(Dataset excerpts)
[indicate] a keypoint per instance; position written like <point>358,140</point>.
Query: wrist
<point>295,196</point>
(End Dataset excerpts)
(Dataset excerpts)
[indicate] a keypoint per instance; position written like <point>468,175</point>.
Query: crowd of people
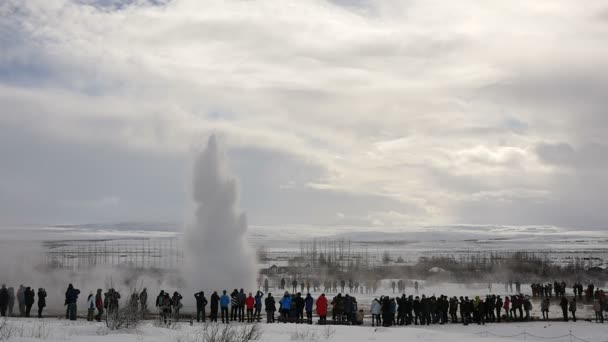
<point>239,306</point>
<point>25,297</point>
(End Dataset excerpts)
Exercise objective ->
Copy out every line in the listing where the word "instance" appears.

Exercise result ->
[indicate] a keypoint per instance; position written like <point>358,140</point>.
[indicate] a keypoint per instance; position written like <point>468,175</point>.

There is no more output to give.